• **Challenge**
Each line that follows is to be retyped exactly.

• **Data excerpts**
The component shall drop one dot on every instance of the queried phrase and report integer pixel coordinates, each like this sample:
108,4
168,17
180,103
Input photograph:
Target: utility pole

• **Worked answer**
The component shall drop one dot on every instance of the queried phrase and report integer pixel coordinates, each like this sample:
108,4
168,17
180,103
Input photograph:
Target: utility pole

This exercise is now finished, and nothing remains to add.